## [SET PROBLEM]
Rewrite the lines of the items as a numbered list, starting with the first line and going on through the line with "1204;334;1308;482", that line included. Skip blank lines and leave the pictures out.
— Begin PROVIDED MATERIAL —
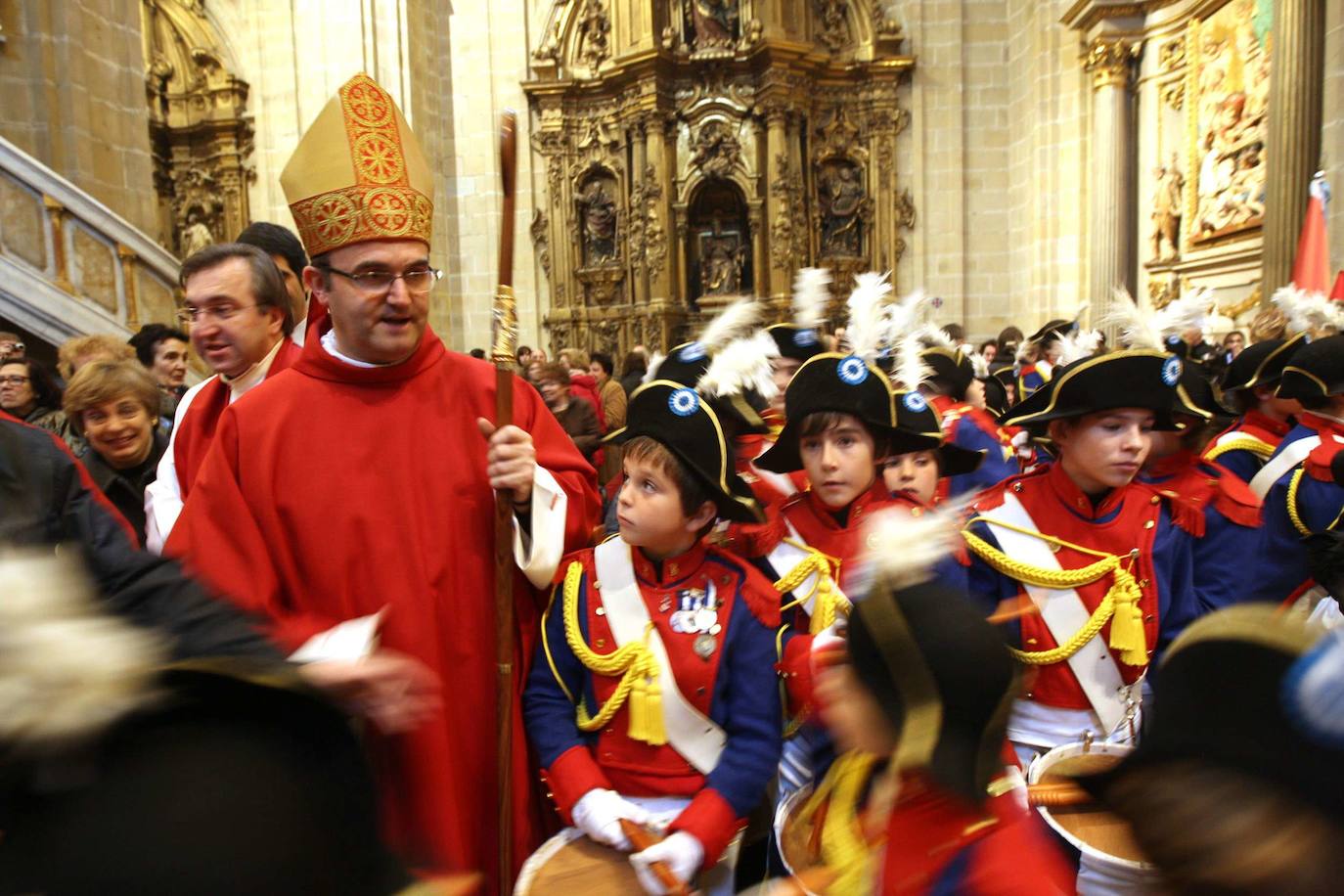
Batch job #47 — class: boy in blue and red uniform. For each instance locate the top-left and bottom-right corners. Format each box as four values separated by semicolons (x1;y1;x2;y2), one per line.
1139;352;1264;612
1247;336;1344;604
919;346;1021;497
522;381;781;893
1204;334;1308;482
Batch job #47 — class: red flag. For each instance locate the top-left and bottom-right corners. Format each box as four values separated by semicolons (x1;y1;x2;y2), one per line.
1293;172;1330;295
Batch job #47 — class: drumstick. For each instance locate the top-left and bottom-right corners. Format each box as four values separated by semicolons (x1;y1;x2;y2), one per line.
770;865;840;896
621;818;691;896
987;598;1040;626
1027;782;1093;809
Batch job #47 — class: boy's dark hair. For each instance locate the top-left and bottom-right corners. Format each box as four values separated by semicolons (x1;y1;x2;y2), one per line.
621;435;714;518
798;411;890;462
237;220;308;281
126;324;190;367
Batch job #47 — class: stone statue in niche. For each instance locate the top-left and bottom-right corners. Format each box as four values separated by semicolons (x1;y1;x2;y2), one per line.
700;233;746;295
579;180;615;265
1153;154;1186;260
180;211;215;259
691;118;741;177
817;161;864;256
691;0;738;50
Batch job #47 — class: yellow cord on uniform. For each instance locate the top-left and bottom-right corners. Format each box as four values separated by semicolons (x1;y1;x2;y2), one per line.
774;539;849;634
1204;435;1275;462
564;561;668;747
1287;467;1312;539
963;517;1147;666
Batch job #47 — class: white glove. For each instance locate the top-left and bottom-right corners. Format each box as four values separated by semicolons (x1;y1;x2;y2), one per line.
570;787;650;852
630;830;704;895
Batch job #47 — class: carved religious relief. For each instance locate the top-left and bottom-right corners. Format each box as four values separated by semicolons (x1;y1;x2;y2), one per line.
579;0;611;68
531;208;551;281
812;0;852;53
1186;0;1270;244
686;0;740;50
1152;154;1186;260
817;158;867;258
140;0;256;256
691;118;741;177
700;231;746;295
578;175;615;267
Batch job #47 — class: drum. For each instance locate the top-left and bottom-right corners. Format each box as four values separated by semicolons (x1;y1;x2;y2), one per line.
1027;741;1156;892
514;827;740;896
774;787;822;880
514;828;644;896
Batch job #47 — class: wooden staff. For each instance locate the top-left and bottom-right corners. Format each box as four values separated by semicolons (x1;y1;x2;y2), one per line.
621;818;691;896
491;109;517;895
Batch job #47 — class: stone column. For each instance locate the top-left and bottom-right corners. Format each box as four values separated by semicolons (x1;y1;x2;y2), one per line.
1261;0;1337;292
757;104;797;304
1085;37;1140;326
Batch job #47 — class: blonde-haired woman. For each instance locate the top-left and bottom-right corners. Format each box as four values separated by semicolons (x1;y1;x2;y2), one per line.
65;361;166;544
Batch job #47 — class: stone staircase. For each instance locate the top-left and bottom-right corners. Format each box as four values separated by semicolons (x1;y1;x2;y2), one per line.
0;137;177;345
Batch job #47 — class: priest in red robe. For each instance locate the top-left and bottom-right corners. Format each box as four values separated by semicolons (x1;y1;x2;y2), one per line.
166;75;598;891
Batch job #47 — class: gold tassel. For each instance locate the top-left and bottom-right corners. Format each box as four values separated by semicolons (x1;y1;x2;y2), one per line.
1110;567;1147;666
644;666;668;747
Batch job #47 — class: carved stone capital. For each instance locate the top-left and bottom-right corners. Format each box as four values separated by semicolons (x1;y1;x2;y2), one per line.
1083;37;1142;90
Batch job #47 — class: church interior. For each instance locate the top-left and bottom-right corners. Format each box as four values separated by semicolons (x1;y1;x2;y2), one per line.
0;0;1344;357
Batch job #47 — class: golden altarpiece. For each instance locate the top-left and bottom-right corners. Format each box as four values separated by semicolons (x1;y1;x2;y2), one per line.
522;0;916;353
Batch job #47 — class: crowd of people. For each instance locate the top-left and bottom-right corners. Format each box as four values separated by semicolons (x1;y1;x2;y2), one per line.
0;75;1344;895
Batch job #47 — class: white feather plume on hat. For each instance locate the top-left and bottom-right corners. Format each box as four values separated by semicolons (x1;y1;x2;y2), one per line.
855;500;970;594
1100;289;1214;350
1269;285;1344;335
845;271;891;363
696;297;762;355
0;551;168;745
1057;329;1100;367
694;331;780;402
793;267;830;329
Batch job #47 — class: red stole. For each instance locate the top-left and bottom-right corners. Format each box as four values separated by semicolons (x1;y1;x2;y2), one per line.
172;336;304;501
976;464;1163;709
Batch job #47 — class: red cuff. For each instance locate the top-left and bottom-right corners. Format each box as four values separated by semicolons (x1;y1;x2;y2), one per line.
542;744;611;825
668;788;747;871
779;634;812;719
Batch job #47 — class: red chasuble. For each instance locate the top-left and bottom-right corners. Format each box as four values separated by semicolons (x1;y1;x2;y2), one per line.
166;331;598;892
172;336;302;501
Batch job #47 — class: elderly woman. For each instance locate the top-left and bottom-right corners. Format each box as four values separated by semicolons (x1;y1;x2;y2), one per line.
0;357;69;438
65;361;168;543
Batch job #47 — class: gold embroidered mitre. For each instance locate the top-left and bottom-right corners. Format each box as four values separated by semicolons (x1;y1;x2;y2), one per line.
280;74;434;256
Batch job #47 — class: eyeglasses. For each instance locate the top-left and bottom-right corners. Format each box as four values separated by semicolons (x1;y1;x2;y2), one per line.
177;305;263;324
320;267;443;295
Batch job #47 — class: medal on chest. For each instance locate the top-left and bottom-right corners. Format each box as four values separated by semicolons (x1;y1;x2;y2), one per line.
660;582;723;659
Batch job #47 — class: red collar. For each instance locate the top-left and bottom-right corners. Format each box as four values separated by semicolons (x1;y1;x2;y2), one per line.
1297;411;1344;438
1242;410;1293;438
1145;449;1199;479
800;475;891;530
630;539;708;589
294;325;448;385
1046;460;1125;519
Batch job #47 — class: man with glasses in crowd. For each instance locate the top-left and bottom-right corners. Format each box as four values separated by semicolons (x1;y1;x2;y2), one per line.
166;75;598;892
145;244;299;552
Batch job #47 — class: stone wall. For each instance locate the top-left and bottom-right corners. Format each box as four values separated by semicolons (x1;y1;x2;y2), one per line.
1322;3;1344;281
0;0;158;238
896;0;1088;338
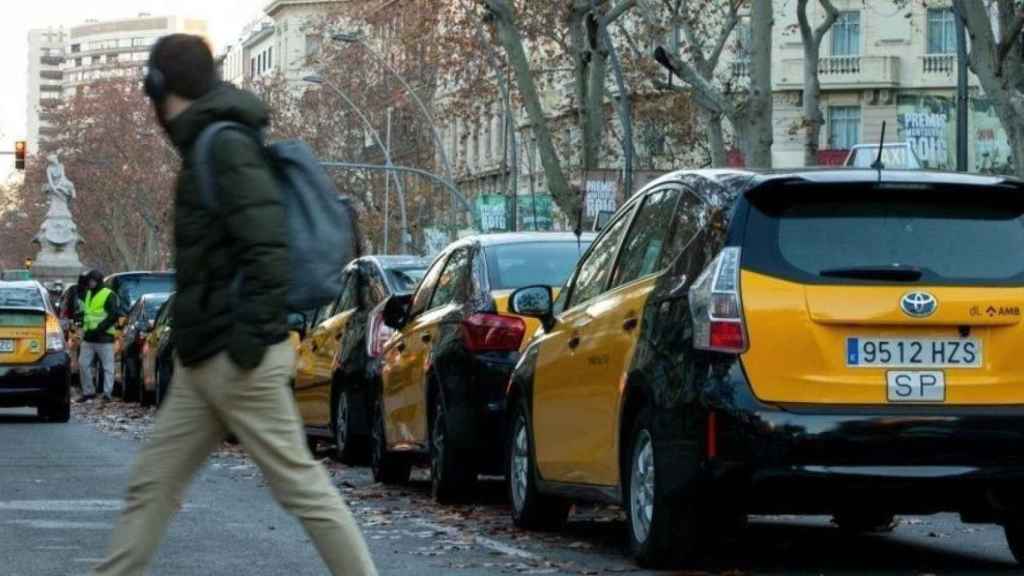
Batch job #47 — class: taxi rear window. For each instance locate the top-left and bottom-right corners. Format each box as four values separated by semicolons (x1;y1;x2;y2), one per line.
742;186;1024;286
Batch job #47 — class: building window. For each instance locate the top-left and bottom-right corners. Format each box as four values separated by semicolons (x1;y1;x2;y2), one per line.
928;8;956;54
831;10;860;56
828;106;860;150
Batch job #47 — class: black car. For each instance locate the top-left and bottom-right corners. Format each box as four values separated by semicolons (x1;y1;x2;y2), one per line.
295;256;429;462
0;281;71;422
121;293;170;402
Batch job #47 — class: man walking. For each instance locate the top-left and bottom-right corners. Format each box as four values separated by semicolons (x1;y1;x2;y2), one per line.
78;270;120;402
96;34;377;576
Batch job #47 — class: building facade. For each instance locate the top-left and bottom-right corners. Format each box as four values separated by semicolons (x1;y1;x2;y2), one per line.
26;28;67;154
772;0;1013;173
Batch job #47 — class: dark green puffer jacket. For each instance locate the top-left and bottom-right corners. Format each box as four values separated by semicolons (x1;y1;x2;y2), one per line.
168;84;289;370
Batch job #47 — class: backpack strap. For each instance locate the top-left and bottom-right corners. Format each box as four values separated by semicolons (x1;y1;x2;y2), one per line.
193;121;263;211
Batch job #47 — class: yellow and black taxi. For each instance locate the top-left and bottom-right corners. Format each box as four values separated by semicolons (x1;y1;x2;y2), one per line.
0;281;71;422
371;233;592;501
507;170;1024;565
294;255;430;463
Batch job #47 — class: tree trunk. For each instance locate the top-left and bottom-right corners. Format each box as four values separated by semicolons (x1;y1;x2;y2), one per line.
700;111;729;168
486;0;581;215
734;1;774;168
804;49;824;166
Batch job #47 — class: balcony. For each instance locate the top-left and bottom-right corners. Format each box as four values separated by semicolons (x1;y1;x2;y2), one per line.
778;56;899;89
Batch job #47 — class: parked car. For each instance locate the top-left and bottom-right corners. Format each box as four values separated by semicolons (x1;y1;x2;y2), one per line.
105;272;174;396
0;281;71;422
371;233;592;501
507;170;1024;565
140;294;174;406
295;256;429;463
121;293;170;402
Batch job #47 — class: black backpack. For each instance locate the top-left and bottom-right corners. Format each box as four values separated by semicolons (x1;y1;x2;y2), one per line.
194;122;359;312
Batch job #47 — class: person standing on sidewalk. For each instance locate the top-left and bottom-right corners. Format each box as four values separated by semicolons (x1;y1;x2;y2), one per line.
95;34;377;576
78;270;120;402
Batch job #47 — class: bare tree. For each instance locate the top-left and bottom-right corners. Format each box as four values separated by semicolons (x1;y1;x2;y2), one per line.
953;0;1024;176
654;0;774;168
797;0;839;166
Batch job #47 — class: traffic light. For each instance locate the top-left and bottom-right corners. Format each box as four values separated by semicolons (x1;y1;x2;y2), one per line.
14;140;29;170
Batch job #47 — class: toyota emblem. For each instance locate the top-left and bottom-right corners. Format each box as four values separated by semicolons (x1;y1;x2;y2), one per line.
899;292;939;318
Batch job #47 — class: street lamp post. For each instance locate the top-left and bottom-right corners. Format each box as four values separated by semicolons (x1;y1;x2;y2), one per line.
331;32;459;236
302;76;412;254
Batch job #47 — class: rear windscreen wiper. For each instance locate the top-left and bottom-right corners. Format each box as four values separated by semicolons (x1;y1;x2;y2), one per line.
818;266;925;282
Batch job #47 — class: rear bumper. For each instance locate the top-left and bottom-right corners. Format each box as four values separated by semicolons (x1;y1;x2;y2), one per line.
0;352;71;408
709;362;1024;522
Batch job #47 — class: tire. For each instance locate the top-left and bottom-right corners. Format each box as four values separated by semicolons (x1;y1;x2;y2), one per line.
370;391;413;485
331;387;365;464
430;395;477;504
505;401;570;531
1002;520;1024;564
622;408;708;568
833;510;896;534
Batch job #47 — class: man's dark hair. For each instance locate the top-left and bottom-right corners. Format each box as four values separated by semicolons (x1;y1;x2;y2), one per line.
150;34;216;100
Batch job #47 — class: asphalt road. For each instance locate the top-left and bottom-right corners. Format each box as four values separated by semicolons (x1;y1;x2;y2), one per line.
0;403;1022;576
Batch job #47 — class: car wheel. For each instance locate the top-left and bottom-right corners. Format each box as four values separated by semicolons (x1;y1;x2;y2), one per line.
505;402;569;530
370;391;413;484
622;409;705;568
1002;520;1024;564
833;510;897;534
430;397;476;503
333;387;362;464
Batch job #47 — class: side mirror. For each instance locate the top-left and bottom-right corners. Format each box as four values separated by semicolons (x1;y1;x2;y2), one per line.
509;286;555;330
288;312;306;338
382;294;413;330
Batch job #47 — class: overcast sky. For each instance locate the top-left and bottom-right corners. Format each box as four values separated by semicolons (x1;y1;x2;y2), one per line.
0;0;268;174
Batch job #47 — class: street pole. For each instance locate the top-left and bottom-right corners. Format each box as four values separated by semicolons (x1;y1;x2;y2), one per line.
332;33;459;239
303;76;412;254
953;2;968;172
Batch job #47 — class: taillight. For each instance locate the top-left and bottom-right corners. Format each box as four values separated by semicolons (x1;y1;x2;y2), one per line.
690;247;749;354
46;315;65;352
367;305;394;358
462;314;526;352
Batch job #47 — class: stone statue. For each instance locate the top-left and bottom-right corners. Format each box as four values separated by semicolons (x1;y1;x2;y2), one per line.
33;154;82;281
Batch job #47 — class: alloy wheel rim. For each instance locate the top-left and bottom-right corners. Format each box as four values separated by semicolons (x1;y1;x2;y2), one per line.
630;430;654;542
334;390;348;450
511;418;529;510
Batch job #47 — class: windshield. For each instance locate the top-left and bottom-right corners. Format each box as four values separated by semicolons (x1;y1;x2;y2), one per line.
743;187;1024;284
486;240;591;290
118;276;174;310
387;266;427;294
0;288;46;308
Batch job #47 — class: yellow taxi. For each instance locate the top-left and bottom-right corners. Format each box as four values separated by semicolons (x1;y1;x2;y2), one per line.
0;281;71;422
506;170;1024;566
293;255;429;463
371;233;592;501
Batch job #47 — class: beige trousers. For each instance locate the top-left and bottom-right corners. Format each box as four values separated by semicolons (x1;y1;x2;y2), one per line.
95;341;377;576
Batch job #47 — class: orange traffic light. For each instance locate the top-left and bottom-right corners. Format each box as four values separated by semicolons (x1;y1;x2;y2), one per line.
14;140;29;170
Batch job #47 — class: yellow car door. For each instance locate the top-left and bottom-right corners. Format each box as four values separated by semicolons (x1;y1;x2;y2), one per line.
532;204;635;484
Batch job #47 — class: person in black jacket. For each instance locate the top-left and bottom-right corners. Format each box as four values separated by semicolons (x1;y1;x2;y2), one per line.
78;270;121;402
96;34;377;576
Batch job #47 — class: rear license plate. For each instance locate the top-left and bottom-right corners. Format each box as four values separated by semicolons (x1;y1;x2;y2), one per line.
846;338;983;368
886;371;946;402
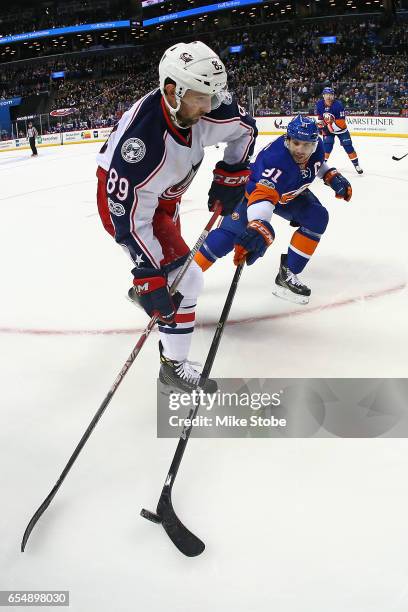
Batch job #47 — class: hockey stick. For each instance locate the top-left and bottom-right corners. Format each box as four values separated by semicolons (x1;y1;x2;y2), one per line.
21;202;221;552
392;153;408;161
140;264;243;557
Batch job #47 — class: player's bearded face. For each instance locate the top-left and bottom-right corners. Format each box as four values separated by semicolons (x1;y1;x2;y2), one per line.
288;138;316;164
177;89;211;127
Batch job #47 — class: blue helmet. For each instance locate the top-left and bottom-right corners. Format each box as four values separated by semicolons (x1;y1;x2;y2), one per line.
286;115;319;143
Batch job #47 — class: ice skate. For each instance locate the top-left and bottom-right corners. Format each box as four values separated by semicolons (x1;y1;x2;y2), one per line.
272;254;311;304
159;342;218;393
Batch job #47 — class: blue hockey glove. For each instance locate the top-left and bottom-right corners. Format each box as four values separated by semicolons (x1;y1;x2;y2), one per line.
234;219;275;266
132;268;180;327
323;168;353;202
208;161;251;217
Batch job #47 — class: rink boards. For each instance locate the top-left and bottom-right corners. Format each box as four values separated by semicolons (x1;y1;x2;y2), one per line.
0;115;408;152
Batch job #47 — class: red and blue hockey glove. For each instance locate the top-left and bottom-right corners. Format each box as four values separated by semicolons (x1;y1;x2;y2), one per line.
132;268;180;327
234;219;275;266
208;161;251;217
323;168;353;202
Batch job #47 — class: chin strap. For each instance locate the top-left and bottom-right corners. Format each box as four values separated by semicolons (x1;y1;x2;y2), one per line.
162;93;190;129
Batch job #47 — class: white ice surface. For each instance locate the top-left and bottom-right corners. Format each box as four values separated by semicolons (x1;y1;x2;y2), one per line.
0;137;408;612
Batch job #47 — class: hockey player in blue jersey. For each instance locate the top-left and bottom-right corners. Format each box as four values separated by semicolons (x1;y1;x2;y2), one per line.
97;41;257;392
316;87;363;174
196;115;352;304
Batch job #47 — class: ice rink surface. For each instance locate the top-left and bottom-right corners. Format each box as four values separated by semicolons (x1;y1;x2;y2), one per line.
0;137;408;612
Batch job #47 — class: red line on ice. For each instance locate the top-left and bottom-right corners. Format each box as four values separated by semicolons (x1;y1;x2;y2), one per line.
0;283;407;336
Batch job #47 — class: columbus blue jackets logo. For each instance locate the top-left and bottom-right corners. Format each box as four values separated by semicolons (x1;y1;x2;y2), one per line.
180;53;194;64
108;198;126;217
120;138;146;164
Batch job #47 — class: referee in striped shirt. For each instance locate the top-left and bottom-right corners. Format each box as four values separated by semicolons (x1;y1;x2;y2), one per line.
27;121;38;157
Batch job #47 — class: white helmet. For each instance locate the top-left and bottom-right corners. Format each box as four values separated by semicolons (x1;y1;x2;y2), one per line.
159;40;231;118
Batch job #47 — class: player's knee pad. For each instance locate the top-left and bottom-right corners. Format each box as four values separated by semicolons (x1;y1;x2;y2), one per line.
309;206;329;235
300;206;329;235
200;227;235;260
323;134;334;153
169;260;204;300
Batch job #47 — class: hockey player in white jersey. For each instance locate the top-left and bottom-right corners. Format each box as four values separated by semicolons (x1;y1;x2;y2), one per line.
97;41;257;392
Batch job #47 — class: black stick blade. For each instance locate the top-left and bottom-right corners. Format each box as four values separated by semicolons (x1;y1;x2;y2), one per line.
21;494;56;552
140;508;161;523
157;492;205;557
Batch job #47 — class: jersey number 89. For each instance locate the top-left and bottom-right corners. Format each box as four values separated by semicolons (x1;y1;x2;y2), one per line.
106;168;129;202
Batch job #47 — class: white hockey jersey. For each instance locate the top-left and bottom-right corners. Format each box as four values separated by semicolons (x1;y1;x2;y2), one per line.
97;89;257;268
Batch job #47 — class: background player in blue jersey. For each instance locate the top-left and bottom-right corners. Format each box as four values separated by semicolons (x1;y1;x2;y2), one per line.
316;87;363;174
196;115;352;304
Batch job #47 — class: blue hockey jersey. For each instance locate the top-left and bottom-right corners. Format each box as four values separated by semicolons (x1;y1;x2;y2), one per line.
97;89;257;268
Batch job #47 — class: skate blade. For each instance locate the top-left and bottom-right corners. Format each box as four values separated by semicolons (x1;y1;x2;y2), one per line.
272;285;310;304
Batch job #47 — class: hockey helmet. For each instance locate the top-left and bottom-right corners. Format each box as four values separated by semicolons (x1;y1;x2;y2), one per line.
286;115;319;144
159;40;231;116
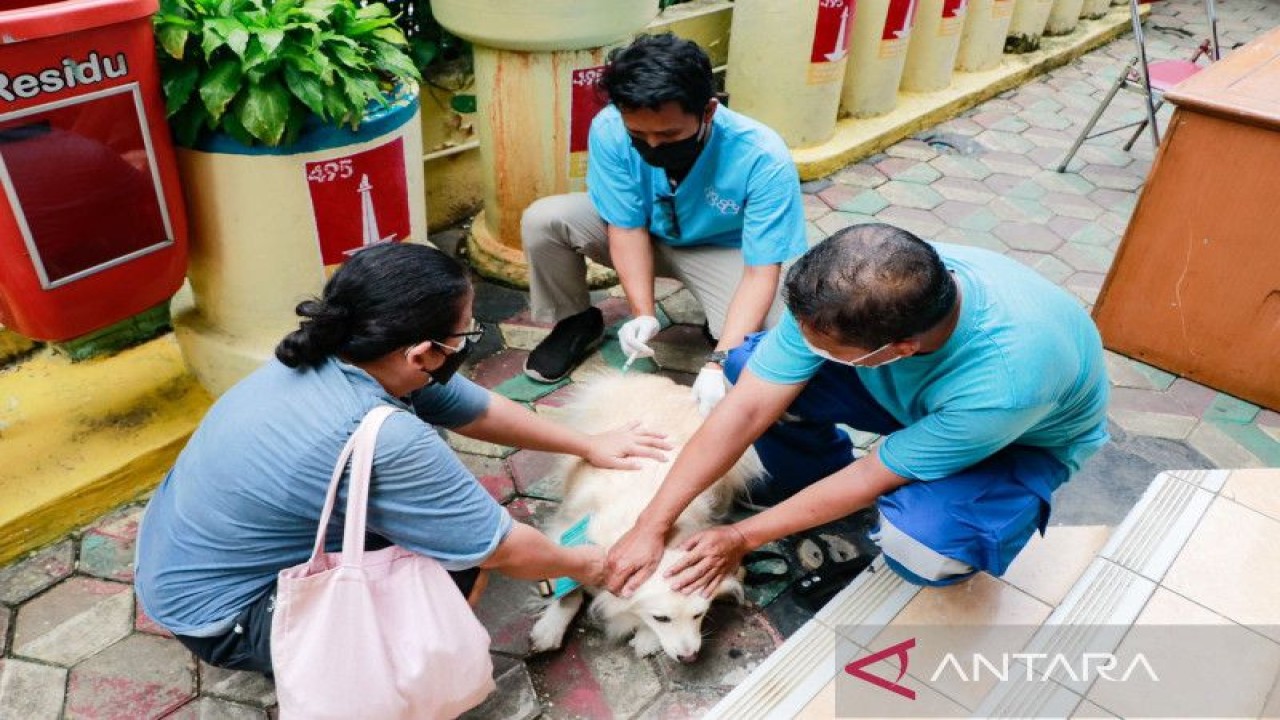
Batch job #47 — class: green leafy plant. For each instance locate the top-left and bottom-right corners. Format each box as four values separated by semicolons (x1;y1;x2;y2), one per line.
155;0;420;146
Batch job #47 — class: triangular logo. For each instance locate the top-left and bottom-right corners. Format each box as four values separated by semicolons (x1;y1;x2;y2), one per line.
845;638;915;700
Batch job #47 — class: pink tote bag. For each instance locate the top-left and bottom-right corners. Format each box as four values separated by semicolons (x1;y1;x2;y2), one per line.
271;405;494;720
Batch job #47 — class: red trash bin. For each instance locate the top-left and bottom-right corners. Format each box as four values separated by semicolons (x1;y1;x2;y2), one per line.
— End PROVIDED MATERIAL —
## [FULL OUTPUT]
1. Batch job #47 — class: boy in blue and red uniform. For each instance locate the top-left and bottom-right corners. Format each box as four values separated by semicolons (x1;y1;x2;y2), one per line.
2. 1139;352;1264;612
3. 1247;336;1344;604
4. 919;346;1021;497
5. 522;381;781;893
6. 1204;334;1308;482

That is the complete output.